* Challenge
Edit the records beginning with the line that contains "riverbed. Write your answer below." and continuing through the line that contains "[671,397,739,426]", replacing "submerged rock" with "sunken boulder" and leaving everything else unchanged. Give back only those lines.

(Coordinate annotation entries)
• • • • • • •

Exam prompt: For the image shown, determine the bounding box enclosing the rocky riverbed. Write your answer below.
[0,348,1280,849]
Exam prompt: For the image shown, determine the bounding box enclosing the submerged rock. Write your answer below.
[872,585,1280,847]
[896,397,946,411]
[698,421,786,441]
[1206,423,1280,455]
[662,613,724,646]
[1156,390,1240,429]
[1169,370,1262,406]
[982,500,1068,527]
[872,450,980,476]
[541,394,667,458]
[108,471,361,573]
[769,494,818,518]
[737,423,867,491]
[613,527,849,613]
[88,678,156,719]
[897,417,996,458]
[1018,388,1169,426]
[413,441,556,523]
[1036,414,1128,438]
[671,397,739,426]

• • • • • • •

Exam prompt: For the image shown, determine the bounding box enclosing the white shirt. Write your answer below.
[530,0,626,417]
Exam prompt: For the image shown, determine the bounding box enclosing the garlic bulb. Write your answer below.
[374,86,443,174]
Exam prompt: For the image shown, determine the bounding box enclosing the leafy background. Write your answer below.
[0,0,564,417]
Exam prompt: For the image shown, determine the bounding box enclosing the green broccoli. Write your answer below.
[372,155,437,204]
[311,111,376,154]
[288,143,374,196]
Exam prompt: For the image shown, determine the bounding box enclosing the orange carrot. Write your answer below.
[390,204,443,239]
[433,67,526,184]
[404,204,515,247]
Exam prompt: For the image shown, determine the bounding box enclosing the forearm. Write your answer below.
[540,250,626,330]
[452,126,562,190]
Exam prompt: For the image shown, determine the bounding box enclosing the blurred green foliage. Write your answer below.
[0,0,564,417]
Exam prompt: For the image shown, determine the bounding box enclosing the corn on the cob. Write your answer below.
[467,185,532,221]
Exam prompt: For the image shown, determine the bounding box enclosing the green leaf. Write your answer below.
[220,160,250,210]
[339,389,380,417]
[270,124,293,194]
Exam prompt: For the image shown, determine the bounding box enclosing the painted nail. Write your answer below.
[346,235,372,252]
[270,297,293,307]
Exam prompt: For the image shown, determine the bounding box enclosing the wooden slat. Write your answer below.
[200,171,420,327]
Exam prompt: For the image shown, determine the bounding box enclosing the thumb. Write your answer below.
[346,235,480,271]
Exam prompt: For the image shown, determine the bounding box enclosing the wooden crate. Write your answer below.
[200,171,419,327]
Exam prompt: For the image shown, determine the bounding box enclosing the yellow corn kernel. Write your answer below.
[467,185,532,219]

• • • • • • •

* Correct answer
Exam prompt: For the image shown, determine the bounding box enclosing the rocky riverbed. Write your answer below.
[0,348,1280,849]
Exam prompt: For the image shown, determine the bounding box enclosing the sunken boulder. Write your answer below.
[872,585,1280,847]
[896,397,946,411]
[698,421,786,441]
[1206,423,1280,455]
[662,613,724,646]
[1156,390,1240,429]
[1169,370,1262,406]
[982,500,1068,527]
[872,450,980,476]
[541,394,667,458]
[108,471,361,573]
[769,494,818,518]
[737,423,867,491]
[613,527,849,613]
[88,678,156,719]
[897,417,996,458]
[1018,388,1169,426]
[413,441,556,523]
[1036,414,1128,438]
[671,397,739,426]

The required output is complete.